§ **PARTS OF THE EXERCISE**
1 > In the post on celibate traditions, what were the only two kinds of class mobility in a period of strong class divisions?
2 > Rewrite part of the post on celibate traditions, swapping "monks" for "ascetics". Start at the words "That's an interesting" and end after "research on them.".
3 > Write the next part of the post on celibate traditions, following on from its final sentence.
— start PAGE EXTRACT —
That's an interesting point, but I'd like to hear more. Ah, I see
you've done that below... thanks!

> I believe either (2) or (3) is probably correct. The list has already
> discussed the evidence for (2) [including comparison with rabbis in
> geographically close community], so I'll share the evidence for (3).
>
> During a certain period of human history, celibacy became very popular,
> apparently independently in several very different civilizations. Before the
> Catholics, there were other groups that had monks, and there were also
> Buddhist monks, Jain monks, and other kinds of less structured celibate and
> hermit traditions around the world. There are certain things these
> monk/hermit traditions had in common, but I'll focus on the Catholic monks
> during the Dark Ages, since I've done more research on them.
>
> Their ranks were usually made up of younger sons of the nobility or very
> smart sons from the middle or even lower classes. In a period when class
> divisions were very strong, there were basically only two kinds of class
> mobility: the military or the church. The path of warlord during the dark
> ages no doubt fostered a certain kind of cunning, but not literacy or
> numeracy or the use of cutlery. It basically favored brawn over brain. There
> is no question that warlords fathered lots of kids, and so did the
> landholders who inherited titles and wealth, even if they weren't as strong
> or cunning. Those two groups of guys did well.
— end PAGE EXTRACT —
— start AVAILABLE DATA —
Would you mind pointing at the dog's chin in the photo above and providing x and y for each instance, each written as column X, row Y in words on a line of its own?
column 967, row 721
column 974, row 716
— end AVAILABLE DATA —
§ **RESPONSES TO THE TASKS**
1 > The military or the church.

2 >
That's an interesting point, but I'd like to hear more. Ah, I see
you've done that below... thanks!

> I believe either (2) or (3) is probably correct. The list has already
> discussed the evidence for (2) [including comparison with rabbis in
> geographically close community], so I'll share the evidence for (3).
>
> During a certain period of human history, celibacy became very popular,
> apparently independently in several very different civilizations. Before the
> Catholics, there were other groups that had ascetics, and there were also
> Buddhist ascetics, Jain ascetics, and other kinds of less structured celibate and
> hermit traditions around the world. There are certain things these
> monk/hermit traditions had in common, but I'll focus on the Catholic ascetics
> during the Dark Ages, since I've done more research on them.

3 >
Fascinating! Really.

> Now imagine some scrawny, yet brainy peasant who is smart enough to read,
> but not brawny enough to bash heads. So he won't be able to rise above his
> station through war. And you have another kid, perhaps not scrawny, but the
> third or forth born son of nobility, who is therefore not likely to inherit
> any land or gold. What these two boys have in common is that neither was
> likely to get married. Possibly not even laid. They really had nothing to
> lose, evolutionarily speaking, by joining together as celibate monks and
> investing a lot of time in learning to read and write and giving sermons to
> the warlords and nobles about what bastards they were, and the best way to
> get in good with God would be to give us, er, I mean the church, some of
> that gold you plundered.

But is there historical evidence that this is the kind of person that
joined the priesthood? It's a nice hypothesis, but seems like it would
need some statistical historian to ferret out the truth of the matter.
Smart kids that would not reproduce anyway join the priesthood, that's
not a bad headline, but there would have to be a lot of research
behind it because big claims require big evidence, and all that.

> The church was extremely rich and powerful in the dark ages, before
> merchants or even princes could really compete with them. What is
> interesting is that if you study the families of famous clergy, especially
> the higher up, is that you realize whole families became very, very rich by
> having successive generations of second or third sons rise to power in the
> Church hierarchy. New noble families rose up based on the power base created
> by clergymen.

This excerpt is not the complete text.